__Data extract__:
## Start

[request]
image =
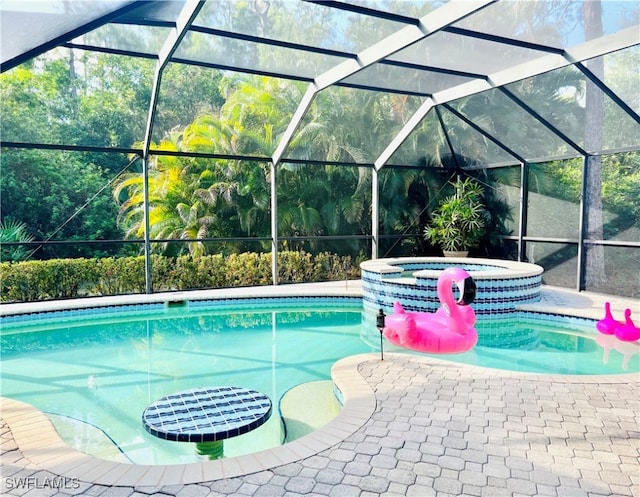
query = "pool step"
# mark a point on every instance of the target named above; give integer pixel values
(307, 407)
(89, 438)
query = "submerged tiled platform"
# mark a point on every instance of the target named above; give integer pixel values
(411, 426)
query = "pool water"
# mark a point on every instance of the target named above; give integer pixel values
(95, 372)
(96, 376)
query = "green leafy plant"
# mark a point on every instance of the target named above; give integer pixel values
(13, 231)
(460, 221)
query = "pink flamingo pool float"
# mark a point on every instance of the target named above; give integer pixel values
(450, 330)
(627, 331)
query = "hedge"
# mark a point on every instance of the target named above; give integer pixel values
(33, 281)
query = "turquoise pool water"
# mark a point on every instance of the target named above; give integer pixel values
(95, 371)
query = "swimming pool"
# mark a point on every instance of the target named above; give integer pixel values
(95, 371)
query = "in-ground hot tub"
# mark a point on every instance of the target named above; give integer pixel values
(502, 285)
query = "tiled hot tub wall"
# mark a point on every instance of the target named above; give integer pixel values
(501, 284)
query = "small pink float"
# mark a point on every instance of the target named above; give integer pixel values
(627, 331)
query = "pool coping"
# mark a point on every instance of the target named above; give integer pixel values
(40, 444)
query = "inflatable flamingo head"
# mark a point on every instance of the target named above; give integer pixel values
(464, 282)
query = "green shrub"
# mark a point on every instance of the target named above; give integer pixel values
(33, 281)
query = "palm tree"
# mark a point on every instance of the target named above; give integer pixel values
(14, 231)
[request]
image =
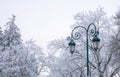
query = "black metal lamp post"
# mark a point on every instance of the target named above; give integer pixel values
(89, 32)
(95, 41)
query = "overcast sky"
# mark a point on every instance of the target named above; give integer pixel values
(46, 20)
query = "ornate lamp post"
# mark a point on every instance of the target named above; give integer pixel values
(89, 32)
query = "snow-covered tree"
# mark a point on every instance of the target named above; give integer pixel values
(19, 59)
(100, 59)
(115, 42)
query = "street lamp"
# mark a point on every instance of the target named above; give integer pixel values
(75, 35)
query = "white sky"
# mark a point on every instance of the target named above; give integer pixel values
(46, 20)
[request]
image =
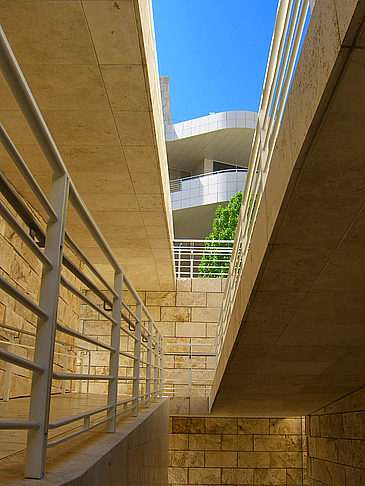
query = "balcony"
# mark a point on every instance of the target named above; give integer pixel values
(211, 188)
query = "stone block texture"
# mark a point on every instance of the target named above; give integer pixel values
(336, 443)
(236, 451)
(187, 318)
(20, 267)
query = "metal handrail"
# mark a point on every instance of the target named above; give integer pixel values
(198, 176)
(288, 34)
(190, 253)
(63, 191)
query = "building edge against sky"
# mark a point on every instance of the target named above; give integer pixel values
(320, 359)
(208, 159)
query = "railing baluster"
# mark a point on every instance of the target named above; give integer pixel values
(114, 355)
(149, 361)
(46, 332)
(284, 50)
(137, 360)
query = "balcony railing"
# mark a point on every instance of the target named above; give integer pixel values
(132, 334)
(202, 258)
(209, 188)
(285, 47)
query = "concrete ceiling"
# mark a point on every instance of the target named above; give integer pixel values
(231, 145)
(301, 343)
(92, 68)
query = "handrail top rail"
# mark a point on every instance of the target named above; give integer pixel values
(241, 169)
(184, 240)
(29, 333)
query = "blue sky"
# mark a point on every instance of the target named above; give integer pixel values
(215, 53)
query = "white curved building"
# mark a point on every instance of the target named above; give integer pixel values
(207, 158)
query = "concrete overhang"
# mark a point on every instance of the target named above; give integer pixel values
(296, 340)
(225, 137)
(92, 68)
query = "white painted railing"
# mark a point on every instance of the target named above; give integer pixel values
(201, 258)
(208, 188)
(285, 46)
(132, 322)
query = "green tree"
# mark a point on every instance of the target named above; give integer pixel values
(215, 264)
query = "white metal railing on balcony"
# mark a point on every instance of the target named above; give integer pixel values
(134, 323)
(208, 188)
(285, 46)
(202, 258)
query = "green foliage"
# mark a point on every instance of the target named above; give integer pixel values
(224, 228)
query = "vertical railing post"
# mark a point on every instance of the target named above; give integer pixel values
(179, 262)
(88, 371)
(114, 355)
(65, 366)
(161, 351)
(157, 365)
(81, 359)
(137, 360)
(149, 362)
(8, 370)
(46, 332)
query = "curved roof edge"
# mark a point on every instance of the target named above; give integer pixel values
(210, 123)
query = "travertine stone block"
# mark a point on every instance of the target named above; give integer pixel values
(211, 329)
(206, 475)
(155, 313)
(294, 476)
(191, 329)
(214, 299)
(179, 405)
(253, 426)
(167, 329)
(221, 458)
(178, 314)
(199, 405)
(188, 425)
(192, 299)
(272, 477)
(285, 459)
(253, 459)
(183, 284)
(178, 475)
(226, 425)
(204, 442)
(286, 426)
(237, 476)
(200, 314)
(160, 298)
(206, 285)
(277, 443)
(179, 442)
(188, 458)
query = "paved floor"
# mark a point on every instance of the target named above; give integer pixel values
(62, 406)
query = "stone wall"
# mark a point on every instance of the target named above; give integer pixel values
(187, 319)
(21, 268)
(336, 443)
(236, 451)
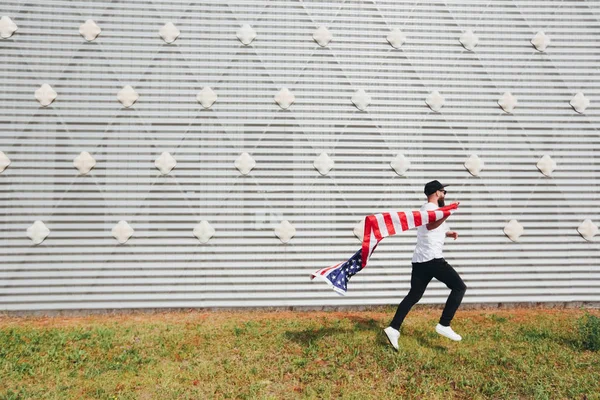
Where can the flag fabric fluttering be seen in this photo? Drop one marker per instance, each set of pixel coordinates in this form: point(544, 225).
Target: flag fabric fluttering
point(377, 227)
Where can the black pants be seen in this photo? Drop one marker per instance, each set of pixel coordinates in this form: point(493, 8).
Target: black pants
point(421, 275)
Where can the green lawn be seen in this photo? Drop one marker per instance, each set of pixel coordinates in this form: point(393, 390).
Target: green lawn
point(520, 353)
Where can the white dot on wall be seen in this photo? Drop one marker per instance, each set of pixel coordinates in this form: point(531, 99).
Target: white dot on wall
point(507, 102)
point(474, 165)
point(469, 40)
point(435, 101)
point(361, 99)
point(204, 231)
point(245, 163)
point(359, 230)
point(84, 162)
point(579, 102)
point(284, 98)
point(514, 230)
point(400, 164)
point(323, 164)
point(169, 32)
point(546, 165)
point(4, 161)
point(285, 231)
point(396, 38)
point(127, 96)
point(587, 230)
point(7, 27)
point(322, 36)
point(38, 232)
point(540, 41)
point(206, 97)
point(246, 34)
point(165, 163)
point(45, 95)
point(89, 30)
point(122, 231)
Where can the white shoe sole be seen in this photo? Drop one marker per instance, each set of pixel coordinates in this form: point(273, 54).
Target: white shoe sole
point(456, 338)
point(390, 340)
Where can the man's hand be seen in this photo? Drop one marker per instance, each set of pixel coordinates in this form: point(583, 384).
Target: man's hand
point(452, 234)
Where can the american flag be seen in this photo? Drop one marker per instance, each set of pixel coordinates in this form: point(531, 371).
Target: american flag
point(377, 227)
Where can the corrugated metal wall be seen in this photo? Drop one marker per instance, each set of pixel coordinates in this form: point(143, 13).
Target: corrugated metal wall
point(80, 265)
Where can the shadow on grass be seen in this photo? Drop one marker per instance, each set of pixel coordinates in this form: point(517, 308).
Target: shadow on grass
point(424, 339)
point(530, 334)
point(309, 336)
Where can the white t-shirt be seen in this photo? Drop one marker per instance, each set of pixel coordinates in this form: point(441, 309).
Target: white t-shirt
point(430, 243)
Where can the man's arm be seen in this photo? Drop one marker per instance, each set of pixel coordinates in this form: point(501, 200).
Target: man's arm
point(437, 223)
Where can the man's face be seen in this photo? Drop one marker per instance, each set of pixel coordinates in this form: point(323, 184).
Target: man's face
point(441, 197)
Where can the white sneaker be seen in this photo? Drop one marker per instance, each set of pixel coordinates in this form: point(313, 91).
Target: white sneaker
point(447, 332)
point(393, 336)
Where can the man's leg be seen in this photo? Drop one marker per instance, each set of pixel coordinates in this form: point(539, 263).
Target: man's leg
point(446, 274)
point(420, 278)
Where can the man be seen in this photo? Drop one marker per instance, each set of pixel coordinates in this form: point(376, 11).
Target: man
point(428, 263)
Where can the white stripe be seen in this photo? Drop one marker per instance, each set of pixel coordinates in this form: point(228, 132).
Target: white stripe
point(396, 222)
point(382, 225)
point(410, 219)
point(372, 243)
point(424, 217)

## End

__Task__: Please copy the lines from the line with "Where can the shadow" up to and including the line with "point(309, 336)", reproducing each one unchanged.

__Written reply__:
Where can the shadow on grass be seen in this photo? Drop one marker per instance, each set of pixel coordinates in this form: point(517, 308).
Target: shadow on grass
point(424, 339)
point(530, 334)
point(309, 336)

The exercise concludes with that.